■ **TASK SET**
A - From the childhood obesity post, return the passage starting with "A lot of our" and going on through "conditions is essential.", copied word for word.
B - Answer these questions using the childhood obesity post:
(i) Besides pediatric cancer patients, which children does Triumf Health support?
(ii) What is the most common way to assess overweight and obesity?
(iii) What was the prevalence of overweight and obesity among children and adolescents aged 5-19 in 2016?

■ **EXERCISE PASSAGE**
------------------------------------------------------------------------

Addressing and treating childhood obesity

by Kaari Kink @ 20.12.2018

Addressing and treating childhood obesity

A lot of our blog posts have focussed on childhood cancer. However, in addition to pediatric cancer patients, Triumf Health also supports children who are affected by obesity and/or diabetes. In this blog post we want to give an overview why we think addressing and treating these conditions is essential.

Obesity is defined as having more body fat than is healthy. The most common way to assess overweight and obesity is measuring body mass index (BMI), which is the relationship between height and weight. The best way to understand BMI is to ask your doctor. The prevalence of being overweight and obese among children and adolescents aged 5-19 has risen from just 4% in 1975 to over 18% in 2016 (WHO, 2018). More than 340 million children therefore live with a condition that, in most cases, could be prevented. Being overweight also increases the risk of developing type 2 diabetes, a condition of chronically high glucose levels due to insulin-resistance. Therefore, prevention and treatment early in childhood is key.

------------------------------------------------------------------------

Referring-expression pointing data:
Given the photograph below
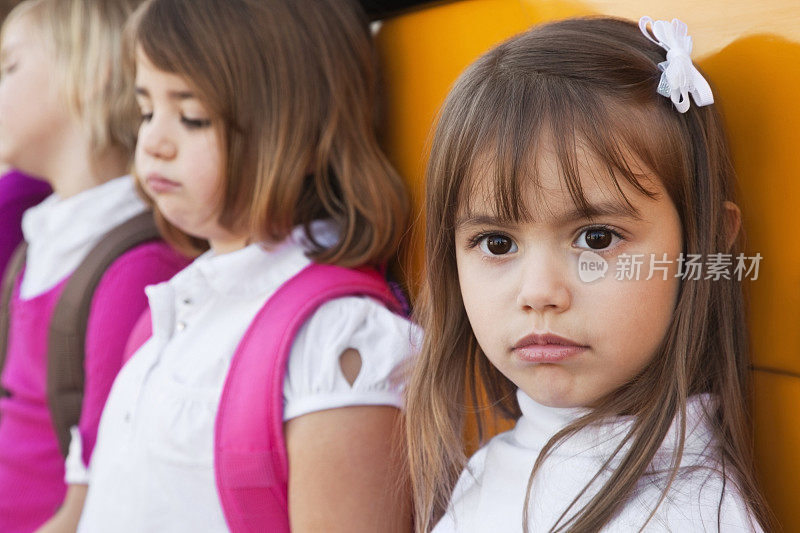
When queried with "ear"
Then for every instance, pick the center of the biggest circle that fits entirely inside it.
(733, 222)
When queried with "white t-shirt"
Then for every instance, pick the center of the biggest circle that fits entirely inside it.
(61, 232)
(152, 468)
(490, 494)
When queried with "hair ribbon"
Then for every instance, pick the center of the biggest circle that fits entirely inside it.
(679, 76)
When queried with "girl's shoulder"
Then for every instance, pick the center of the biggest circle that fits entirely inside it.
(383, 340)
(700, 499)
(142, 265)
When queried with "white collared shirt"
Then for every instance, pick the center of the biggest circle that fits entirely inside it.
(490, 493)
(61, 232)
(152, 468)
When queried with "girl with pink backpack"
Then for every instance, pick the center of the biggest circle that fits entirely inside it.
(266, 392)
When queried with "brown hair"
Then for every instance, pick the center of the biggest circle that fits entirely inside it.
(85, 39)
(294, 84)
(592, 81)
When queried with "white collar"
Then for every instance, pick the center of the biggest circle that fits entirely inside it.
(61, 232)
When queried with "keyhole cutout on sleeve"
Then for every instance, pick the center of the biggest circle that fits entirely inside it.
(350, 363)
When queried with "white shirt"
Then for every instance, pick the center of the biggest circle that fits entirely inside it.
(61, 232)
(152, 468)
(490, 494)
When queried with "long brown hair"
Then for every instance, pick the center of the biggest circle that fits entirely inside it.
(294, 83)
(592, 81)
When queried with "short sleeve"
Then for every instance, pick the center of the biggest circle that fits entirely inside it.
(314, 380)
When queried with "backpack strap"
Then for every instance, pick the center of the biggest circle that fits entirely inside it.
(251, 464)
(67, 337)
(13, 270)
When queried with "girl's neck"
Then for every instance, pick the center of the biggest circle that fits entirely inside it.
(227, 243)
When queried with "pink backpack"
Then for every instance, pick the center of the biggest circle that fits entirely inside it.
(250, 458)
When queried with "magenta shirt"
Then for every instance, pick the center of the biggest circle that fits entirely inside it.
(31, 465)
(18, 192)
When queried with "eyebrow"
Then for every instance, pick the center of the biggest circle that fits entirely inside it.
(592, 211)
(172, 95)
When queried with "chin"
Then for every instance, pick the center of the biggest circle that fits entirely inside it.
(554, 392)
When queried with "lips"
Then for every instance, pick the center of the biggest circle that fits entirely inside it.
(546, 348)
(159, 184)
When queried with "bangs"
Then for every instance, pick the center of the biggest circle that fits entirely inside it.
(498, 149)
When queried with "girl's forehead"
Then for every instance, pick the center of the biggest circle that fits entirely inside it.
(544, 191)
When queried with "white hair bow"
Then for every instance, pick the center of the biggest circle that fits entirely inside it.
(679, 77)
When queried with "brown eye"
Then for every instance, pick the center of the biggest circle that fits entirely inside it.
(598, 238)
(498, 245)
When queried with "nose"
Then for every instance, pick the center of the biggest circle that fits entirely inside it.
(156, 141)
(544, 284)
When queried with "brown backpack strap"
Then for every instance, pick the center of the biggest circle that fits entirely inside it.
(67, 339)
(13, 270)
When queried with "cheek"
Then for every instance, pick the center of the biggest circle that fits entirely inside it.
(636, 315)
(205, 169)
(486, 299)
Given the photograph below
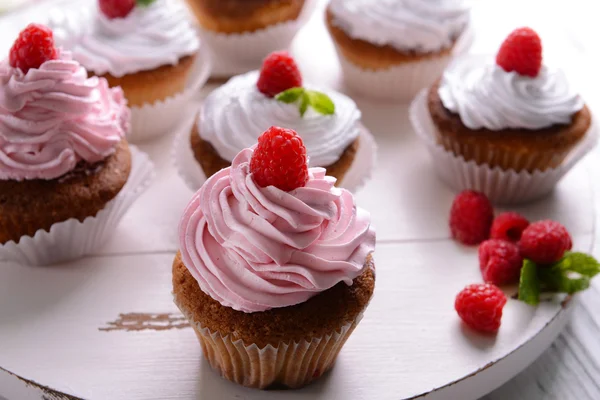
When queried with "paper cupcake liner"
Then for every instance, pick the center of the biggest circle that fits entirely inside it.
(289, 364)
(72, 239)
(193, 175)
(237, 53)
(401, 82)
(501, 186)
(152, 120)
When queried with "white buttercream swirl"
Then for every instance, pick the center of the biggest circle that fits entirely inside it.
(423, 26)
(486, 96)
(236, 114)
(149, 37)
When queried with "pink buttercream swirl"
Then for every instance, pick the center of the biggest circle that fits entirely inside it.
(55, 116)
(253, 248)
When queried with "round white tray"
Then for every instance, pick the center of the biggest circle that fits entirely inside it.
(105, 327)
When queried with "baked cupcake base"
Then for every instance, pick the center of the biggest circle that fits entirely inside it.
(288, 346)
(508, 149)
(238, 16)
(211, 163)
(30, 205)
(148, 87)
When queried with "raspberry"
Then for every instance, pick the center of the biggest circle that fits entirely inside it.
(280, 160)
(500, 262)
(509, 226)
(545, 242)
(480, 307)
(471, 217)
(279, 72)
(33, 47)
(521, 51)
(116, 8)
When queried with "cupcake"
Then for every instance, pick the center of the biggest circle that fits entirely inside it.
(233, 115)
(275, 267)
(509, 126)
(63, 155)
(148, 48)
(242, 32)
(394, 48)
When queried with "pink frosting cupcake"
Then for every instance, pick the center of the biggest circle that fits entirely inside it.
(63, 155)
(275, 268)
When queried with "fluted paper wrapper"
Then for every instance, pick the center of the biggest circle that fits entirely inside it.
(237, 53)
(289, 364)
(160, 118)
(501, 186)
(72, 239)
(401, 82)
(192, 174)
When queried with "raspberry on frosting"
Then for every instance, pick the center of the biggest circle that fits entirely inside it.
(33, 47)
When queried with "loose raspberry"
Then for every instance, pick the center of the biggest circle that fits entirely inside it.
(33, 47)
(500, 262)
(471, 217)
(280, 160)
(279, 72)
(509, 226)
(545, 242)
(521, 51)
(480, 307)
(116, 8)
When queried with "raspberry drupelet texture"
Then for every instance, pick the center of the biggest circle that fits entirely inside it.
(545, 242)
(509, 226)
(500, 262)
(33, 47)
(471, 217)
(521, 51)
(280, 160)
(116, 8)
(480, 307)
(279, 72)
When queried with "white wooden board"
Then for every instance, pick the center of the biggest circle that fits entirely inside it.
(57, 324)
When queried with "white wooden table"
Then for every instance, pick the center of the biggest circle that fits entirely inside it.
(409, 209)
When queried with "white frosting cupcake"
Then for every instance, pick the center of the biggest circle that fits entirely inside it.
(149, 37)
(234, 115)
(421, 26)
(486, 96)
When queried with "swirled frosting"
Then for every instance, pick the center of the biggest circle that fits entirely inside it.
(234, 115)
(423, 26)
(253, 248)
(55, 116)
(149, 37)
(486, 96)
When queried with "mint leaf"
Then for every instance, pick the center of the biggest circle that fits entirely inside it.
(291, 95)
(529, 284)
(581, 263)
(304, 104)
(321, 102)
(558, 280)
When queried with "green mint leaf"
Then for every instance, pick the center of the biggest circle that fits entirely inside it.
(321, 102)
(557, 280)
(582, 263)
(291, 95)
(304, 104)
(529, 284)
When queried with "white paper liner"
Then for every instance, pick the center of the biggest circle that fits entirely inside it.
(192, 174)
(289, 364)
(402, 82)
(501, 186)
(237, 53)
(72, 239)
(153, 120)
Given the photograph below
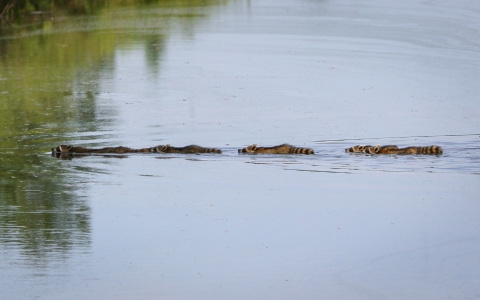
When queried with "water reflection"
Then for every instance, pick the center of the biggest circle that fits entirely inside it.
(49, 94)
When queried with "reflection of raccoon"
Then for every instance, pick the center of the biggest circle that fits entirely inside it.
(372, 149)
(116, 150)
(392, 149)
(280, 149)
(187, 149)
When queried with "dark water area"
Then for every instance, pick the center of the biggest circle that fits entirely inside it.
(227, 74)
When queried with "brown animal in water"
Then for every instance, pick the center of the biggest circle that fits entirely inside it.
(186, 150)
(392, 149)
(280, 149)
(111, 150)
(372, 149)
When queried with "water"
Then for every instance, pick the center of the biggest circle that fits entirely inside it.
(319, 74)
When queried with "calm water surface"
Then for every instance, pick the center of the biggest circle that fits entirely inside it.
(227, 74)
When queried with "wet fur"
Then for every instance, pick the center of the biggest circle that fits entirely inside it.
(392, 149)
(187, 149)
(280, 149)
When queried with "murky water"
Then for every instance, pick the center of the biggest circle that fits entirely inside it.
(320, 74)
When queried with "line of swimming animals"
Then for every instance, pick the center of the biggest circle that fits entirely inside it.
(66, 150)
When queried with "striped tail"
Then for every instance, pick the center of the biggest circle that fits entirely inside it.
(302, 151)
(431, 150)
(211, 150)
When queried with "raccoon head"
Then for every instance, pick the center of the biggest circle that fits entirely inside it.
(62, 148)
(250, 149)
(161, 148)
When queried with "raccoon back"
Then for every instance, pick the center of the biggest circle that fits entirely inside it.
(280, 149)
(187, 149)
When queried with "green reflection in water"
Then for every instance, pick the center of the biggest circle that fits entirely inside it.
(49, 85)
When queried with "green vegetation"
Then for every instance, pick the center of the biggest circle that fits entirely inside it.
(49, 87)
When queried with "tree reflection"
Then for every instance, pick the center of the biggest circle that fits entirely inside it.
(49, 86)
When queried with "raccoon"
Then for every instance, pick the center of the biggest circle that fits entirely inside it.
(357, 148)
(393, 149)
(280, 149)
(435, 150)
(187, 149)
(116, 150)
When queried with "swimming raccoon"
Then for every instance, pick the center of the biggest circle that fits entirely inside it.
(280, 149)
(392, 149)
(116, 150)
(435, 150)
(187, 149)
(371, 149)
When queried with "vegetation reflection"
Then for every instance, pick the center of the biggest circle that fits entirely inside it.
(49, 84)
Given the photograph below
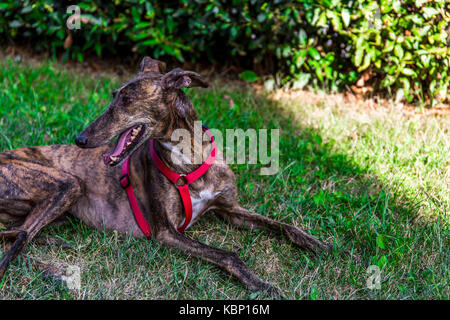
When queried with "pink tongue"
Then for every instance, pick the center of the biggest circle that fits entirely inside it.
(120, 144)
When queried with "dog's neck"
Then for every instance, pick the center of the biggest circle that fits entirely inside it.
(184, 156)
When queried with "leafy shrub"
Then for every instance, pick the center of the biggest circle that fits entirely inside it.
(397, 46)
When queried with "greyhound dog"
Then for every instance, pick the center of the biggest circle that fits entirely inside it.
(40, 184)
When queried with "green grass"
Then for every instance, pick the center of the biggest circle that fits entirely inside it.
(374, 181)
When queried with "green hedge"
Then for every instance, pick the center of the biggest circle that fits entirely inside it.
(399, 46)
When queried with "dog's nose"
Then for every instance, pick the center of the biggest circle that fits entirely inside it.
(81, 141)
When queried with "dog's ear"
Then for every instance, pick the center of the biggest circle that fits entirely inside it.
(179, 78)
(151, 65)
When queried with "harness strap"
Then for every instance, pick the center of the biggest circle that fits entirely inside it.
(126, 184)
(180, 180)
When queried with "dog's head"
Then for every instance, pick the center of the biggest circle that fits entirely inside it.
(141, 109)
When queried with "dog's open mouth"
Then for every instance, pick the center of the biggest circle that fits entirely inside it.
(126, 142)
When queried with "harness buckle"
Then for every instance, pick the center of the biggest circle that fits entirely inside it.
(125, 181)
(181, 180)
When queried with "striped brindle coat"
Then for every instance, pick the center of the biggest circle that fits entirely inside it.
(40, 184)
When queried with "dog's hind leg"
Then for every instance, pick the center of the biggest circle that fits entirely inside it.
(41, 215)
(226, 260)
(246, 218)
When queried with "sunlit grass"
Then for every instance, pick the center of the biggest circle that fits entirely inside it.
(372, 181)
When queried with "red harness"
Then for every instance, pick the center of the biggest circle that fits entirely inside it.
(180, 180)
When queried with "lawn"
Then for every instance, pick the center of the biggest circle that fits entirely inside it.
(371, 180)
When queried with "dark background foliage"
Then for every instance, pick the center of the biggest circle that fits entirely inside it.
(396, 47)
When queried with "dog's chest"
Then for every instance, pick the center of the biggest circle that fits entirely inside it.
(200, 203)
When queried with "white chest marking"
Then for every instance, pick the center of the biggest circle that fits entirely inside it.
(199, 204)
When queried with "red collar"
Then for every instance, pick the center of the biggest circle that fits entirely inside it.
(180, 180)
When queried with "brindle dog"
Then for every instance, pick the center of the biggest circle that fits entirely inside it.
(40, 184)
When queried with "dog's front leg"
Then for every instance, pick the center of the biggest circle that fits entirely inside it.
(246, 218)
(226, 260)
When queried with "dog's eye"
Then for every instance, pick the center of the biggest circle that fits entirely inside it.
(127, 100)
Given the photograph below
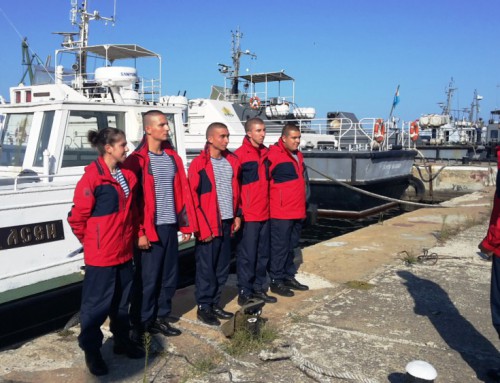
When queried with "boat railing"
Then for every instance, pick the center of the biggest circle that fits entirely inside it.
(148, 89)
(36, 178)
(345, 133)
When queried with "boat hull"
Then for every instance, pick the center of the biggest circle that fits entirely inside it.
(382, 173)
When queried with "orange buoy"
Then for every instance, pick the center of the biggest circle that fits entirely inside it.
(414, 130)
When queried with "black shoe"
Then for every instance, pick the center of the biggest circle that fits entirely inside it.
(243, 299)
(295, 284)
(280, 289)
(96, 365)
(161, 326)
(206, 315)
(262, 295)
(131, 349)
(220, 313)
(494, 374)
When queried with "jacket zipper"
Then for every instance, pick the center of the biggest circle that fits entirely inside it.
(98, 237)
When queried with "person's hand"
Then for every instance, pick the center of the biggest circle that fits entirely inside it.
(143, 243)
(185, 237)
(483, 250)
(208, 239)
(237, 224)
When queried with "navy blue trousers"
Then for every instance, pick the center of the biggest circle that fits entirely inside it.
(155, 279)
(495, 293)
(105, 293)
(212, 267)
(253, 257)
(285, 236)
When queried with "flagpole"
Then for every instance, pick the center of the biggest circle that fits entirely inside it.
(394, 102)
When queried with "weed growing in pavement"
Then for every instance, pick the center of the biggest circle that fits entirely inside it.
(408, 257)
(244, 341)
(359, 285)
(297, 318)
(202, 366)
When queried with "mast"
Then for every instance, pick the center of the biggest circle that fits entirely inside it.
(80, 17)
(236, 55)
(449, 98)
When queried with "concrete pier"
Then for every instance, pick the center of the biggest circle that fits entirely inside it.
(373, 307)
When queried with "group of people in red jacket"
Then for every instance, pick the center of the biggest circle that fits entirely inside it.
(127, 213)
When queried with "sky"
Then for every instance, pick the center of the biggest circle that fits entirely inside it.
(344, 55)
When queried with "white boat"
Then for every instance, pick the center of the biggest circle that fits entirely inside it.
(44, 151)
(339, 147)
(450, 134)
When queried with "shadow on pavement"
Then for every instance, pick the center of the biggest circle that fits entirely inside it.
(459, 334)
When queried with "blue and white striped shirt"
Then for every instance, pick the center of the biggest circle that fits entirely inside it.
(163, 170)
(223, 173)
(118, 176)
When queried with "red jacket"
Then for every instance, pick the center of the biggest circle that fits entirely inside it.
(287, 190)
(102, 217)
(254, 181)
(202, 184)
(140, 164)
(492, 240)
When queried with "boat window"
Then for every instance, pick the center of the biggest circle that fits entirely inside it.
(14, 138)
(43, 141)
(77, 150)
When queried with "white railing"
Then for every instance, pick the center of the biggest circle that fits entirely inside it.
(149, 90)
(15, 180)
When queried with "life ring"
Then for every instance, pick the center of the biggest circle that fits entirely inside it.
(255, 102)
(414, 130)
(379, 130)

------------------------------------------------------------------------

■ **ANSWERS BY TASK**
A -
A lot of our blog posts have focussed on childhood cancer. However, in addition to pediatric cancer patients, Triumf Health also supports children who are affected by obesity and/or diabetes. In this blog post we want to give an overview why we think addressing and treating these conditions is essential.

B -
(i) Children affected by obesity and/or diabetes.
(ii) Measuring body mass index (BMI).
(iii) Over 18%.